(TASK BRIEF)
Print nothing but the lines below starting at the line that holds "Target: woman's other hand" and ending at the line that holds "Target: chair backrest", including both, each exactly as written.
++++ INFORMATION SUPPLIED
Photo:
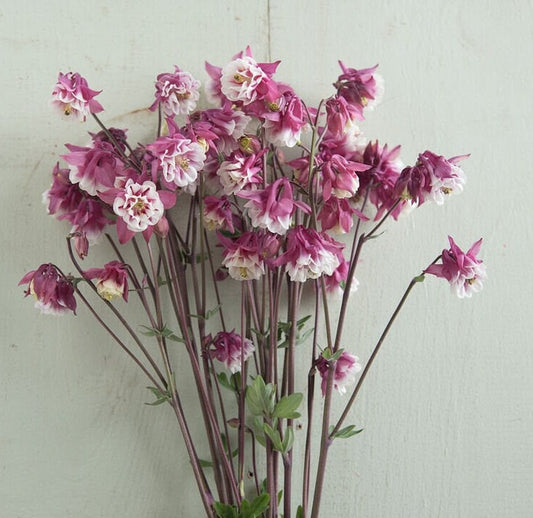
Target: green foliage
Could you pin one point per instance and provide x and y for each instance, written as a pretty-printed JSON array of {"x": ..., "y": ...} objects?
[
  {"x": 344, "y": 433},
  {"x": 252, "y": 509}
]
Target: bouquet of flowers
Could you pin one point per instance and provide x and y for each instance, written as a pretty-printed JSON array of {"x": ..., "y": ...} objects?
[{"x": 218, "y": 229}]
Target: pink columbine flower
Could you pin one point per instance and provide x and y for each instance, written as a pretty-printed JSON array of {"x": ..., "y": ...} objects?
[
  {"x": 240, "y": 171},
  {"x": 346, "y": 367},
  {"x": 140, "y": 208},
  {"x": 232, "y": 350},
  {"x": 96, "y": 167},
  {"x": 433, "y": 177},
  {"x": 285, "y": 119},
  {"x": 309, "y": 254},
  {"x": 361, "y": 88},
  {"x": 244, "y": 80},
  {"x": 177, "y": 93},
  {"x": 72, "y": 95},
  {"x": 179, "y": 158},
  {"x": 272, "y": 208},
  {"x": 217, "y": 213},
  {"x": 53, "y": 292},
  {"x": 464, "y": 271},
  {"x": 111, "y": 280},
  {"x": 243, "y": 257}
]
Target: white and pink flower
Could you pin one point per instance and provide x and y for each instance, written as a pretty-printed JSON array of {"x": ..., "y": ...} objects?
[
  {"x": 177, "y": 93},
  {"x": 232, "y": 350},
  {"x": 464, "y": 271},
  {"x": 72, "y": 96},
  {"x": 346, "y": 368}
]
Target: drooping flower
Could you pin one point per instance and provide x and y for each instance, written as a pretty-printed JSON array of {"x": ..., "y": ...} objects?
[
  {"x": 464, "y": 271},
  {"x": 244, "y": 80},
  {"x": 309, "y": 254},
  {"x": 111, "y": 280},
  {"x": 272, "y": 207},
  {"x": 177, "y": 93},
  {"x": 179, "y": 158},
  {"x": 346, "y": 367},
  {"x": 96, "y": 167},
  {"x": 361, "y": 88},
  {"x": 140, "y": 208},
  {"x": 73, "y": 96},
  {"x": 242, "y": 256},
  {"x": 231, "y": 349},
  {"x": 53, "y": 292},
  {"x": 433, "y": 177}
]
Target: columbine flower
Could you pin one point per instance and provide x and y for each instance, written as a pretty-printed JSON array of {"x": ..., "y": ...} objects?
[
  {"x": 140, "y": 207},
  {"x": 112, "y": 280},
  {"x": 272, "y": 208},
  {"x": 72, "y": 95},
  {"x": 231, "y": 349},
  {"x": 309, "y": 254},
  {"x": 177, "y": 93},
  {"x": 180, "y": 159},
  {"x": 242, "y": 257},
  {"x": 346, "y": 367},
  {"x": 433, "y": 177},
  {"x": 361, "y": 88},
  {"x": 244, "y": 80},
  {"x": 54, "y": 293},
  {"x": 464, "y": 272}
]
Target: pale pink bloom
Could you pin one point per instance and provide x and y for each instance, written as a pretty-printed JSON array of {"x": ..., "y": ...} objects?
[
  {"x": 217, "y": 213},
  {"x": 272, "y": 207},
  {"x": 54, "y": 293},
  {"x": 240, "y": 172},
  {"x": 140, "y": 208},
  {"x": 433, "y": 177},
  {"x": 72, "y": 95},
  {"x": 177, "y": 93},
  {"x": 285, "y": 119},
  {"x": 179, "y": 158},
  {"x": 96, "y": 167},
  {"x": 339, "y": 177},
  {"x": 309, "y": 254},
  {"x": 464, "y": 271},
  {"x": 243, "y": 257},
  {"x": 232, "y": 350},
  {"x": 361, "y": 88},
  {"x": 111, "y": 280},
  {"x": 243, "y": 80},
  {"x": 346, "y": 367}
]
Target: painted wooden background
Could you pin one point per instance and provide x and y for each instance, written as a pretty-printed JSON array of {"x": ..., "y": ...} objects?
[{"x": 448, "y": 410}]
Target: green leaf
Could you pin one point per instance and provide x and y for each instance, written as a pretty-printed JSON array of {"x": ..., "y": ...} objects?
[
  {"x": 287, "y": 405},
  {"x": 344, "y": 433},
  {"x": 161, "y": 396}
]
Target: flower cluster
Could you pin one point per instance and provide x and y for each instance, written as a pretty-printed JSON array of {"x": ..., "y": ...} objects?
[{"x": 257, "y": 189}]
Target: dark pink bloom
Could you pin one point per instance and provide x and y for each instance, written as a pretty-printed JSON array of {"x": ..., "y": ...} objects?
[
  {"x": 72, "y": 95},
  {"x": 272, "y": 207},
  {"x": 231, "y": 349},
  {"x": 177, "y": 93},
  {"x": 433, "y": 177},
  {"x": 346, "y": 367},
  {"x": 309, "y": 254},
  {"x": 243, "y": 256},
  {"x": 361, "y": 88},
  {"x": 218, "y": 214},
  {"x": 464, "y": 271},
  {"x": 96, "y": 168},
  {"x": 111, "y": 280},
  {"x": 53, "y": 292}
]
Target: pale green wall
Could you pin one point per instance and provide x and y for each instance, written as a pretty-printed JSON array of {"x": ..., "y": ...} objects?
[{"x": 447, "y": 411}]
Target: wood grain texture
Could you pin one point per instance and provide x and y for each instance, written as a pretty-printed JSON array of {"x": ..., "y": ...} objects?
[{"x": 447, "y": 411}]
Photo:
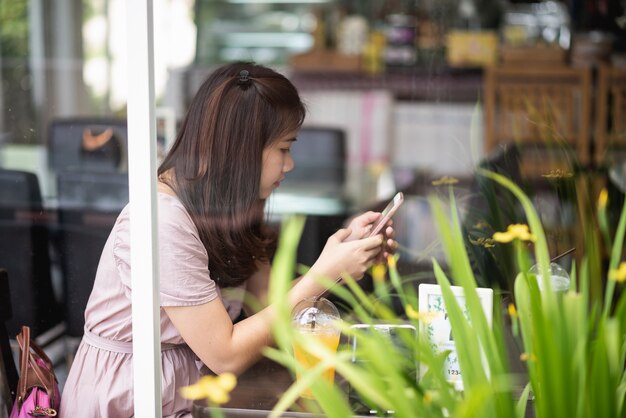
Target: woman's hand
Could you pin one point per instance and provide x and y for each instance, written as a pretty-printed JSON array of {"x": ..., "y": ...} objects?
[
  {"x": 361, "y": 226},
  {"x": 341, "y": 257}
]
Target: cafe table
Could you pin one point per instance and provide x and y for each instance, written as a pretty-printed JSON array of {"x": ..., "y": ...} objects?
[{"x": 257, "y": 391}]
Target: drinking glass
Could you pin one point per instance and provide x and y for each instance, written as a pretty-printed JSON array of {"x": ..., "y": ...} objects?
[{"x": 316, "y": 318}]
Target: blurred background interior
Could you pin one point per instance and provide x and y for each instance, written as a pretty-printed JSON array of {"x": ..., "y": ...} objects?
[{"x": 400, "y": 93}]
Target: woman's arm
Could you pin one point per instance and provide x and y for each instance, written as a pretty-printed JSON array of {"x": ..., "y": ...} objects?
[
  {"x": 256, "y": 289},
  {"x": 224, "y": 346}
]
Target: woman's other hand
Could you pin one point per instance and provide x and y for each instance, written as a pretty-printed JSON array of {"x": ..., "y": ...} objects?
[
  {"x": 362, "y": 225},
  {"x": 341, "y": 257}
]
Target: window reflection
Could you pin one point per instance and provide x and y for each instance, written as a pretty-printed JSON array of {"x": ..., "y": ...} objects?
[{"x": 407, "y": 98}]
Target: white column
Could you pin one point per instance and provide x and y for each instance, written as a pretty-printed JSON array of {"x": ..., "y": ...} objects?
[{"x": 143, "y": 210}]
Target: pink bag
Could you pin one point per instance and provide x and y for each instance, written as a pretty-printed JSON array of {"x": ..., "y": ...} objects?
[{"x": 37, "y": 389}]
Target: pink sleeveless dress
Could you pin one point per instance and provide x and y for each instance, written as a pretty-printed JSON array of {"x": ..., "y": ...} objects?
[{"x": 100, "y": 382}]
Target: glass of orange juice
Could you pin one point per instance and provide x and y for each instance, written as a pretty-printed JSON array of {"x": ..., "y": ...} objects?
[{"x": 316, "y": 318}]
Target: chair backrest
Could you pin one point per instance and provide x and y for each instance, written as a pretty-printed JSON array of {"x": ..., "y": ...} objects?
[
  {"x": 8, "y": 371},
  {"x": 66, "y": 151},
  {"x": 88, "y": 205},
  {"x": 545, "y": 108},
  {"x": 19, "y": 189},
  {"x": 25, "y": 254},
  {"x": 92, "y": 190},
  {"x": 610, "y": 112},
  {"x": 319, "y": 155},
  {"x": 80, "y": 240}
]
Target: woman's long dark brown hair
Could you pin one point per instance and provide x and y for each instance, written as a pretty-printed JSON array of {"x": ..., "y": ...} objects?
[{"x": 216, "y": 163}]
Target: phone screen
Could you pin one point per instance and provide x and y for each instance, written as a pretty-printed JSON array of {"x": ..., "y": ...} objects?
[{"x": 388, "y": 212}]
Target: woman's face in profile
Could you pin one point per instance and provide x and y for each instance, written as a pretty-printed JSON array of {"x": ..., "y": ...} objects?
[{"x": 277, "y": 162}]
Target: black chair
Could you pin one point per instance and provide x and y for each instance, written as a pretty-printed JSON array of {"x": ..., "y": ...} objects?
[
  {"x": 25, "y": 254},
  {"x": 319, "y": 155},
  {"x": 89, "y": 203},
  {"x": 8, "y": 371},
  {"x": 65, "y": 150}
]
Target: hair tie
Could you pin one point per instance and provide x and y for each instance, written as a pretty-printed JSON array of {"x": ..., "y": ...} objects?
[{"x": 244, "y": 77}]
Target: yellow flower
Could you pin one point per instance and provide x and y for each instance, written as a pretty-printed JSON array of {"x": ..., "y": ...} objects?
[
  {"x": 426, "y": 317},
  {"x": 512, "y": 311},
  {"x": 515, "y": 231},
  {"x": 215, "y": 389},
  {"x": 558, "y": 174},
  {"x": 619, "y": 275},
  {"x": 445, "y": 180},
  {"x": 603, "y": 198},
  {"x": 482, "y": 241},
  {"x": 378, "y": 272}
]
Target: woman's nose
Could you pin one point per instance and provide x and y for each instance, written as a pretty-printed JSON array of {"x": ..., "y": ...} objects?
[{"x": 289, "y": 164}]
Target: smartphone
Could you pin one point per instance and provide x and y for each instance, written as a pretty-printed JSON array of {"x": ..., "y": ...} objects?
[{"x": 388, "y": 212}]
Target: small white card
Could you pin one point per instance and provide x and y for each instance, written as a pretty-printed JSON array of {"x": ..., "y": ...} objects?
[{"x": 438, "y": 329}]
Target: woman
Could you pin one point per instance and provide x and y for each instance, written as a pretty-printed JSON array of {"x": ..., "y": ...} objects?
[{"x": 232, "y": 151}]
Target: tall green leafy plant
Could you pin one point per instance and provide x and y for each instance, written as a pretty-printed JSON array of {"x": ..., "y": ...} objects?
[{"x": 574, "y": 348}]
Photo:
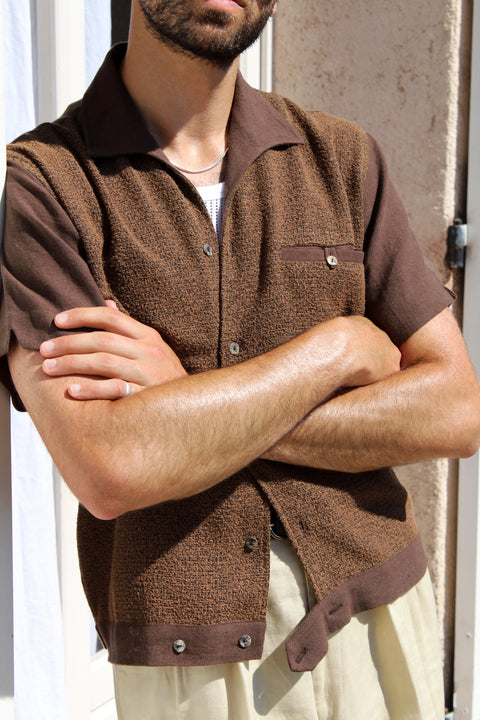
++++++++
(FINISHED TASK)
Target: woman's other hand
Could you pin one point per instance and provide x and y for each instance, written as a pretty-printed JSON array of {"x": ..., "y": ...} objects?
[
  {"x": 362, "y": 225},
  {"x": 341, "y": 257}
]
Target: window reflection
Could you pin one point per instance and provide x and y for each instance, written as a pretty-printed JSON array of {"x": ..., "y": ...} objects?
[{"x": 407, "y": 98}]
Target: white column
Could you pin one point per instance and provide x and y for each instance, written as a pretty-printed JSON array of {"x": ..., "y": ...} objects?
[{"x": 143, "y": 210}]
Target: pink bag
Could you pin one point per instance and provide x and y for each instance, written as a pretty-printed JSON array of {"x": ..., "y": ...} objects?
[{"x": 37, "y": 389}]
Target: pink sleeveless dress
Could you pin one point per instance and provide x and y for each instance, written as a pretty-printed JSON array of {"x": ..., "y": ...} objects?
[{"x": 100, "y": 382}]
Target: glass of orange juice
Could you pin one point per instance and provide x and y for each instance, written as a pretty-printed JSON array of {"x": ..., "y": ...} objects?
[{"x": 316, "y": 318}]
Target: chair backrest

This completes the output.